▸ Source excerpt
*-*-*

Colorado’s Court of Appeals has cleared the way for 80-year-old fisherman Roger Hill to make his case for a public right to fish on his favorite stretch of the Arkansas River as it flows down from …




www.denverpost.com


----------



## jamesthomas (Sep 12, 2010)

This is the lawsuit I referenced above. Hopefully something useful will come out if it.


----------



## billlanghofer (Apr 4, 2011)

How low can you do this section in a 14 foot raft? How long is the float?


----------



## jamesthomas (Sep 12, 2010)

Float is 18 river miles. Takes all day. Lowest raftable level depends on your skill level. Me and my 16 foot cat like at least 1k.


----------



## swcosa (Jun 12, 2008)

jamesthomas said:


> My buddy ran it yesterday and cleared two river wide fences. Should be good to go.


I had a friend who lived in Arboles years ago and he would call the ranchers and simply let them know he was going to raft this section and he would probably need to cut any fences that cross the river. He said some of them would say "ok" and some wouldn't really say much and grumble. We did this stretch a few times and had to cut fences and never had an issue. We would cut one side then the remaining tail would drift downstream out of the way, of course rafters need to keep away from that tail end. My friend said one of the ranchers told him the cows don't typically try to cross the river during high water so a fence isn't needed and at lower water rafters don't typically raft it, that's when they put the fence back up.
While I truly appreciate the information about the fences being cleared it is a bit of a bummer to read about this section on a public forum because it will lead to more people using it (which can lead to more safety and rancher-boater issues). I know it is inevitable but it just speeds up the spread of knowledge about some of these last hold-outs that aren't very popular. I also get the safety aspect and sharing of info. Not looking for a "Mountain Buzz Brawl" just saying.


----------



## jamesthomas (Sep 12, 2010)

Still way under utilized IMHO. Never any other vehicles in the take out lot. I hear what you are sayin though. It’s getting harder and harder to get on the river anywhere these days without some kind of drama.


----------



## Village Lightsmith (Jul 14, 2021)

There are means of directing cattle other than barbed wire. And there are fences built in such a manner that they minimize the capture of natural debris on its way downstream. 3 strands of unbarbed wire with wide spacing is more likely to solve an issue than 5 tight strands of 4-barbed wire like I have seen on some properties. Goats, pigs, buffalo, bulls and sheep will go through anyway, all your efforts be danmed. It's far better to use persuasion (yes, with animals too) and collaboration than to come down adversarially and trying to use (changeable) law. Yes, we know you can try to force, but that gets us into conflict again. If it's conflict that you want, heaven help you, for you and your children will have a shorter stay on the land and a life of less happiness than could have been yours.

*-*-*

▸ Instructions for the task
From the river-access forum thread, extract the passage starting at "While I truly" and ending at "kind of drama.", copied word for word.

*-*-*

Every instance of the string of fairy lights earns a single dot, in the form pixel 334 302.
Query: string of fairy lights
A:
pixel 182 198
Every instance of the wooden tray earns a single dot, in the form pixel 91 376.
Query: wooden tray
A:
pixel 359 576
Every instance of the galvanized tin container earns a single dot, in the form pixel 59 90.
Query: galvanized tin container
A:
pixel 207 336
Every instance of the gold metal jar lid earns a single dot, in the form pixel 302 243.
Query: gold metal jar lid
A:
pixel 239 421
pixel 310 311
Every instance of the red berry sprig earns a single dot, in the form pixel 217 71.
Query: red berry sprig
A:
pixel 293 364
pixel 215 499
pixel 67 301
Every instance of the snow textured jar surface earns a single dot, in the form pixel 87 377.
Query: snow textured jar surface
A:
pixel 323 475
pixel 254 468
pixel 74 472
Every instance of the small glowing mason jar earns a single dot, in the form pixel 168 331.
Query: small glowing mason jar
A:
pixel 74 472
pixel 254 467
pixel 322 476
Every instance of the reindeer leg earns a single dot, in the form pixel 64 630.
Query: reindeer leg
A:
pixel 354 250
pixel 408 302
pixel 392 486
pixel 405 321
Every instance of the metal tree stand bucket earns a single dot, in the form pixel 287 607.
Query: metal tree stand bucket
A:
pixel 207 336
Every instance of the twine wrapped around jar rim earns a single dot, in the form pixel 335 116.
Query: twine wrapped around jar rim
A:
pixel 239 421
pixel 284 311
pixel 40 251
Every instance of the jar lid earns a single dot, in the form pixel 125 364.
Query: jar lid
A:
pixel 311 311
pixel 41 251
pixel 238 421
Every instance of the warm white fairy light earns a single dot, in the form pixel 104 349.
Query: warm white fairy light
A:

*-*-*

▸ Exercise response
While I truly appreciate the information about the fences being cleared it is a bit of a bummer to read about this section on a public forum because it will lead to more people using it (which can lead to more safety and rancher-boater issues). I know it is inevitable but it just speeds up the spread of knowledge about some of these last hold-outs that aren't very popular. I also get the safety aspect and sharing of info. Not looking for a "Mountain Buzz Brawl" just saying.


----------



## jamesthomas (Sep 12, 2010)

Still way under utilized IMHO. Never any other vehicles in the take out lot. I hear what you are sayin though. It’s getting harder and harder to get on the river anywhere these days without some kind of drama.